TEXT FOR ANALYSIS:
•••

Merrimack Faculty and Students Turn to Art to Examine Social Problems

The Interdisciplinary Institute at Merrimack College created a multimedia exhibition to help faculty and students explore social issues through art.

  • The "Bodies, Borders, Bridges" exhibit offered Merrimack students a visual representati...
    The "Bodies, Borders, Bridges" exhibit offered Merrimack students a visual representation of the various inequities in the world.

In spring 2020, the Interdisciplinary Institute invited the Merrimack community and the general public to a multimedia exhibition under the title “Bodies, Borders, Bridges,” which reflects the institute’s multi-year theme.

“Art can be a powerful tool to address social issues, transcending language barriers and disciplinary jargons,” said Simona Sharoni, director of the Interdisciplinary Institute and professor of women’s and gender studies.

The exhibit features work by a diverse group of local artists from Lawrence, Lowell, Haverhill, and Salem, as well as artists located in other parts of the country and outside of the U.S.

“Bodies, Borders, Bridges” expanded upon the Storage Closet Gallery exhibition, “Children: Artists Unified Against Family Separation.” That exhibition was curated in summer 2019 by Brian Alves, chair of the art & design department at Salem State University, with conceptual curatorial advising and installation assistance by Mica Lin-Alves and Rayza Carrasco.

Following an opening reception featuring two young artists, Malak Matar from Gaza, Palestine and James-Valenín from Lawrence, MA, the focus of the project shifted to working with faculty across campus to integrate the exhibit into the curriculum. Faculty from three different schools at Merrimack, the School of Liberal Arts, the School of Education and Social Policy, and the School of Health Sciences, responded to the invitation by integrating the exhibit and course assignments and bringing students to view the exhibit.

Luis Saenz de Viguera, associate professor and chair of world languages and cultural studies, designed an interactive activity for students in his Contemporary Latin American and Spanish Film classes. Students walked through the exhibit in pairs, using Post-it notes to pose questions they had about the artifacts, and then responded to their classmates’ questions.

“When we discussed what questions and works had impacted them the most, it was abundantly clear that the exhibition had opened their eyes to the complex realities of immigration and the borderlands, as well as to the relevance of art in tackling contemporary urgent issues,” Saenz de Viguera said. “The shared experience at the exhibition really set the tone for the rest of the semester.”

Nancy Wynn, associate professor of graphic design and chair of the visual and performing arts department brought the students in her senior seminar to the exhibit in February. Wynn said the experience was helpful for her students to view a completed and installed exhibition since they were installing one at the end of the semester in the McCoy Gallery.

Wynn said the students enjoyed talking with Malak Matar, one of the featured artists, and seeing the completed work and how it was curated and installed. She said the exhibition was also helpful in their understanding of conceptualization and intentionality when making art.

•••

RECORDS:
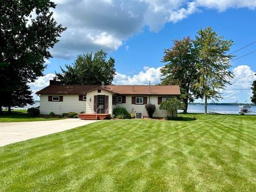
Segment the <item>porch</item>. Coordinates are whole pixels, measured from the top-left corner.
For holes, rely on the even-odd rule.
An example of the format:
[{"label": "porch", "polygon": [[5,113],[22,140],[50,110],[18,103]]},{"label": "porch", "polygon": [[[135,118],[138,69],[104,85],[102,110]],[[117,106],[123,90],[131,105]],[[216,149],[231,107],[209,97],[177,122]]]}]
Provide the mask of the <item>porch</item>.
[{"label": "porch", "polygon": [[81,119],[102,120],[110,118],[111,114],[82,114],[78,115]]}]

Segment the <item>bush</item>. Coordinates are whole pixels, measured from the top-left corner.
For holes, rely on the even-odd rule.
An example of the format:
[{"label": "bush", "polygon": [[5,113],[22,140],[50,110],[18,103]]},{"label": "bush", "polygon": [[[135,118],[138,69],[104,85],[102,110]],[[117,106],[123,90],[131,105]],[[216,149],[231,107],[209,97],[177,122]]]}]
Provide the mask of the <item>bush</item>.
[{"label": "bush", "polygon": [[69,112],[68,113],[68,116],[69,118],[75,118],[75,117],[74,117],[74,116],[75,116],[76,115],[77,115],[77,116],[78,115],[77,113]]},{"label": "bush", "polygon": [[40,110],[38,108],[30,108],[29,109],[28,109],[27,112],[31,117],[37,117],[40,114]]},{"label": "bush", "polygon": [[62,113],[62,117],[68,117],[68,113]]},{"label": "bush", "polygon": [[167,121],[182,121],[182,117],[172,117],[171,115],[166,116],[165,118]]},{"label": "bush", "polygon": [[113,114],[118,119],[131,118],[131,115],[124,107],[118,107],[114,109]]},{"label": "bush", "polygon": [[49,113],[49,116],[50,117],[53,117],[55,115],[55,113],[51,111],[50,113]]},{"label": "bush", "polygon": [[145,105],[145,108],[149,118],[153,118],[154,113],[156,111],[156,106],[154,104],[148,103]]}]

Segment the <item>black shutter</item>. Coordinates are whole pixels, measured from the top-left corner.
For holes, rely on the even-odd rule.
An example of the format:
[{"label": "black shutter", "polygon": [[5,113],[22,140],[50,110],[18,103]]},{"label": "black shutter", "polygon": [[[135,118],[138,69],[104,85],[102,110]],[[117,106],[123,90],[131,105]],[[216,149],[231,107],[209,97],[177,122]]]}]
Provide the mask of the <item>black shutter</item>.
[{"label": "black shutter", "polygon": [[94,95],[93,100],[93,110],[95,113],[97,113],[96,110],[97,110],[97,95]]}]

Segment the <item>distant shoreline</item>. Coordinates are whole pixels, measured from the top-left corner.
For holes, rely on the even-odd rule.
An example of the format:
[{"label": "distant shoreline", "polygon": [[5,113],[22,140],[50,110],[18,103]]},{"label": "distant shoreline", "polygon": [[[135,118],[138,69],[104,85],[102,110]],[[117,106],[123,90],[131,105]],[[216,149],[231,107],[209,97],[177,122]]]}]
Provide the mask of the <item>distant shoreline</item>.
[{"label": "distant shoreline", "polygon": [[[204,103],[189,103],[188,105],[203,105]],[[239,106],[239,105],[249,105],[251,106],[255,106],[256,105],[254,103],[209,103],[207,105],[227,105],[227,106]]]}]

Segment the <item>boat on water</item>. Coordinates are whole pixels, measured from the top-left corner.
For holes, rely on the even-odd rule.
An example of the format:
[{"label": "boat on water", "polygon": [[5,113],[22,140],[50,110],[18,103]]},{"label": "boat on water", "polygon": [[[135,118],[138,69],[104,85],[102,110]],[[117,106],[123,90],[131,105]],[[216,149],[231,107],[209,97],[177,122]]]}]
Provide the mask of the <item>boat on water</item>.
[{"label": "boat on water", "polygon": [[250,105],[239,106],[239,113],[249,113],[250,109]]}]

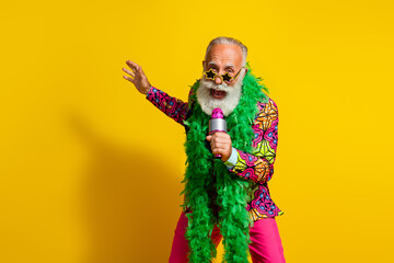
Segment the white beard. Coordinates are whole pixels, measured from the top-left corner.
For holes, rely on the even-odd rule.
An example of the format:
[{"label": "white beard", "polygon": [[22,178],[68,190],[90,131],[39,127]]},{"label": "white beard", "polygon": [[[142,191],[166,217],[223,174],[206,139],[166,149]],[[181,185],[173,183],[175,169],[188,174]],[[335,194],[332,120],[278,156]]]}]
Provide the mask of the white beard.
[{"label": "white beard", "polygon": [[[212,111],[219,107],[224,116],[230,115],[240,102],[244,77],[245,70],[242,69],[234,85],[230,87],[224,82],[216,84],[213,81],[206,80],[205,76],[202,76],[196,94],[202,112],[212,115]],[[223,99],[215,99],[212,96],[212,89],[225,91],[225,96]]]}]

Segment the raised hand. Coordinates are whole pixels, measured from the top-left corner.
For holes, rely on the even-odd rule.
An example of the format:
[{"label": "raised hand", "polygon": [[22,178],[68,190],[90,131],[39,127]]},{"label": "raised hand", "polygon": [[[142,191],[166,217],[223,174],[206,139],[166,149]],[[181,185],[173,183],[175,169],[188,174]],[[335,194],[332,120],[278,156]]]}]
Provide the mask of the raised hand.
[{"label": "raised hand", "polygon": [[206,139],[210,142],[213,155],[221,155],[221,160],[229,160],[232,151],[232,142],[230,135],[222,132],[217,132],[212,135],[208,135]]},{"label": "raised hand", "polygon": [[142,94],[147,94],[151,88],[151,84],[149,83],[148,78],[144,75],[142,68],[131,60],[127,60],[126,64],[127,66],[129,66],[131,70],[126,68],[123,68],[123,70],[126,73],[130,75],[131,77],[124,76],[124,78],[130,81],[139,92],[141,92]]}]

•••

TASKS TO COMPLETE:
**A)** Name the schools at Merrimack whose faculty, according to the article on the Merrimack exhibition, brought the exhibit into their courses.
**B)** Please write the next part of the article on the Merrimack exhibition, starting after its final sentence.
The listing has no connection to the article on the Merrimack exhibition.

SOLVED PROBLEMS:
**A)**
- School of Liberal Arts
- School of Education and Social Policy
- School of Health Sciences

**B)**
Because of the COVID-19 pandemic, Interdisciplinary Institute staff worked with Brian Alves to create a virtual presence for the exhibit. They also contacted participating artists to invite them to participate in a virtual webinar about the exhibit and to serve as guest speakers in the courses that were scheduled to visit the exhibit later in the spring.

Seven artists participated in the virtual webinar, which was held in April 2020 under the title: “Bodies, Borders, Bridges: The Role of Artists in Times of Crisis.” The roundtable featured a conversation among artists, not only about the original work they created for the exhibit, but also about how they have used art to cope with and to respond to the global pandemic. Several dozen people from across the United States and six other countries attended the webinar and many others viewed the event’s recording.

Laura Hsu, associate professor of human development and human services, offered students in her Diversity, Social Justice & Ethics class to attend the virtual webinar to fulfill their remaining service learning hours. A dozen students from the class attended the event and reflected on what they learned.

“We were lucky to have this moved to a webinar because, had it been in person, we wouldn’t have been able to see this exhibit as well as we did,” Kelley Churcher, a junior, pursuing a double major in education and human development and human services, wrote in her reflection paper after attending the event. “It is important for us as young individuals to recognize what is happening in our world and use our resources to make change in a peaceful, non-violent way.”

Students in Foundations of Environmental Health, a class led by assistant professor of health science April Bowling, held a virtual gallery “walk-through” and participated in a roundtable with three of the featured artists.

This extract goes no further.